__Exercise objective__. Continue the cataract FAQ below from where it stops.

__Document extract__.
*** Begin section ***

1. What is a Cataract?

A cataract is a clouding of the lens of the eye. This clouding cause’s distortion of the light that enters the eye and it causes the vision to be reduced. Eventually blindness can occur if a cataract is left untreated.


2. How can a Cataract be treated?

Just because a cataract has begun to develop does not mean treatment is necessary, however once treatment does become necessary the only method of treatment is to remove the cataract with an operation. During this operation the Ophthalmic Surgeon removes the cataract from the eye and replaces it with an Intraocular Lens (IOL)


3: Can Cataract be treated without Surgery?

Unfortunately there is no evidence that treatment such as eye drops or tablets can repair a cataract.


4. How do I know whether I have a Cataract?

Cataracts often grow slowly in the beginning and patients may begin to notice such symptoms as                                                           

1. Glare     

2. Blurred Vision  

3. Difficulty Reading 

4. Becoming more near sighted.

Often patients will be diagnosed with a cataract by their optometrist who will refer them to an Ophthalmic surgeon.






5. What happens when I am referred to Dr Troski?

On the day of your consultation one of Dr Troski’s specialist team of Orthoptists will take a full history and commence the examination of the eye using sophisticated measurements (Called Biometry) these measure the exact size and shape of the eye and the cataract. As well as this a full Ophthalmic exam will be performed.









Then Dr Troski will fully examine the eye and the cataract and will spend time with you and your family explaining in detail the type of cataract you have and whether there is a need for surgery and he will also discuss all of the available IOL options to give you the best possible visual result. 



6: What Can I expect on the day of Cataract Surgery?

*** End section ***

__Data to examine__.

*** Begin section ***

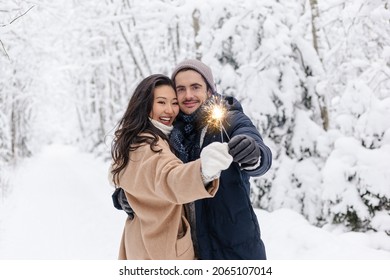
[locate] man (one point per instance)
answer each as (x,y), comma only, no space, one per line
(226,226)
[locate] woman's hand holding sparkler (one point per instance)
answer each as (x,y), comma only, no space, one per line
(214,158)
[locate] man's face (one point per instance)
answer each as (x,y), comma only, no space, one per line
(191,90)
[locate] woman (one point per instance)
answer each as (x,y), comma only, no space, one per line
(155,181)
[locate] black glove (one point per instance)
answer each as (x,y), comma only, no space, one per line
(120,202)
(244,150)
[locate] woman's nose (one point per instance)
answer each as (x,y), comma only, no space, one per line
(169,109)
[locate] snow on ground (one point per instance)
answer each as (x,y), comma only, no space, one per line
(60,208)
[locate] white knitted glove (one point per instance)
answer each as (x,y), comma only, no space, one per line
(214,158)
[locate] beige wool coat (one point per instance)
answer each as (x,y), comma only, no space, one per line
(156,186)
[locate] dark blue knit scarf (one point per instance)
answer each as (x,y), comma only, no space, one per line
(185,136)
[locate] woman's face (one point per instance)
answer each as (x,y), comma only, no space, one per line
(165,105)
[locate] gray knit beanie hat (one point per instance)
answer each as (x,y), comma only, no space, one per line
(198,66)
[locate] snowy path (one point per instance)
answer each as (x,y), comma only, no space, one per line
(60,208)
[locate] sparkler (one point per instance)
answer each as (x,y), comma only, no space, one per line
(216,112)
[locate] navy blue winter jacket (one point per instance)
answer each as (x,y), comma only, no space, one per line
(226,225)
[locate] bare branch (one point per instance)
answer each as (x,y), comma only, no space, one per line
(17,17)
(5,51)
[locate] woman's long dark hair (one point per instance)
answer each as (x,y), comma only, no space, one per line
(136,121)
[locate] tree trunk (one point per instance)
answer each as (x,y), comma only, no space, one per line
(321,99)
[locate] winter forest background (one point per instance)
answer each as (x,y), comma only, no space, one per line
(314,76)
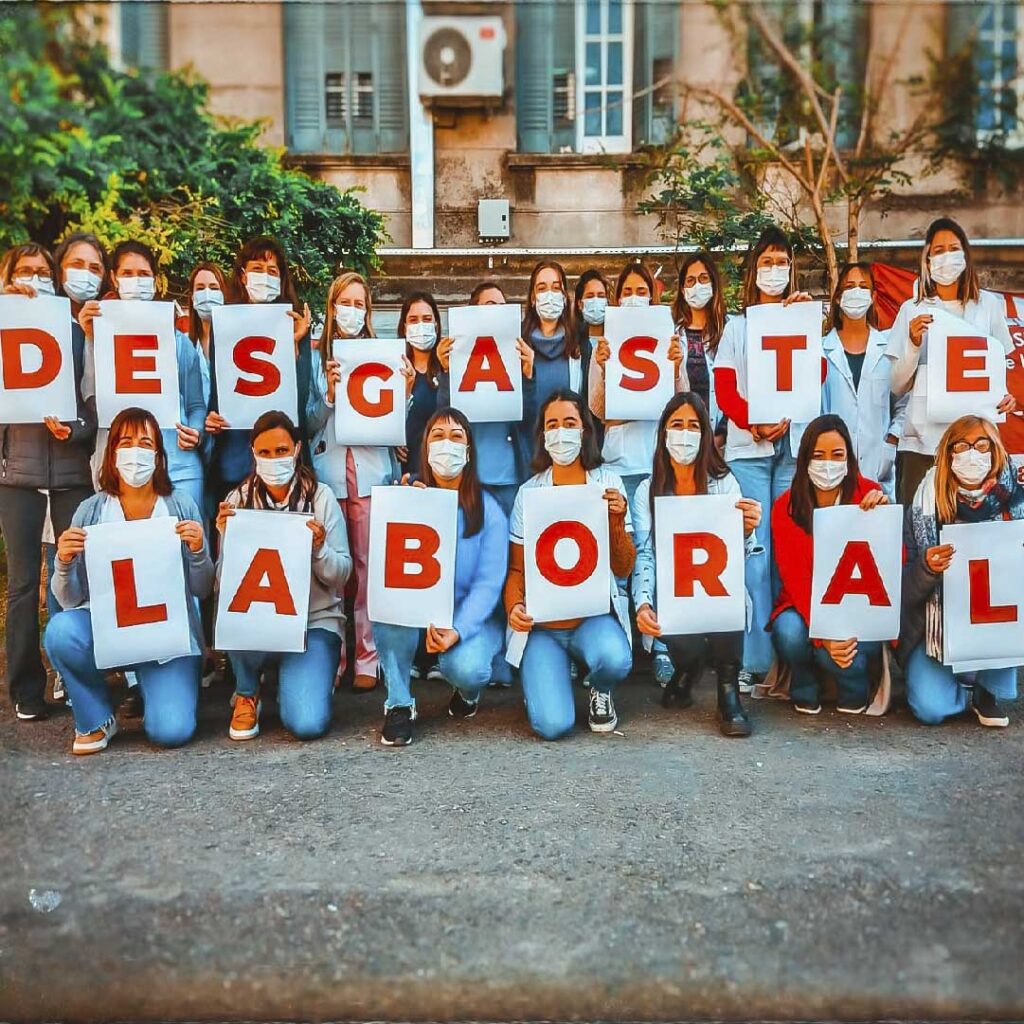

*** End section ***

__Answer box__.
You will have an appointment at the Victoria Parade Surgery Centre (VPSC) which is located in the same building as Dr Troski’s clinic. On the day of surgery there is free parking in the building car park. You’ll have a full admission by the nursing staff and be examined by Dr Troski’s specialist Anaesthetist. You should expect to be at the VPSC for about 2 hours.


7: What kind of Anaesthetic will I have?

In most cases the Anaesthetist will administer light sedation through a vein (Not a General Anaesthetic) the eye is usually anaesthetised with eye drops but sometimes if required some local Anaesthetic is placed near the eye by the Anaesthetist.


 8: Can I see the operation?

No, you cannot see the surgery but you may see some bright lights and shadows. Most people do not find the surgery unpleasant.


9: Does Cataract Surgery hurt?

No there should be no pain during the surgery. There may be some mild discomfort and you may feel light pressure on the eye but the surgery should not be painful.


10: Is the eye painful after Surgery?

There may be some discomfort and watering of the eye after surgery but it should not be very painful. This generally subsides over the first 24 Hours.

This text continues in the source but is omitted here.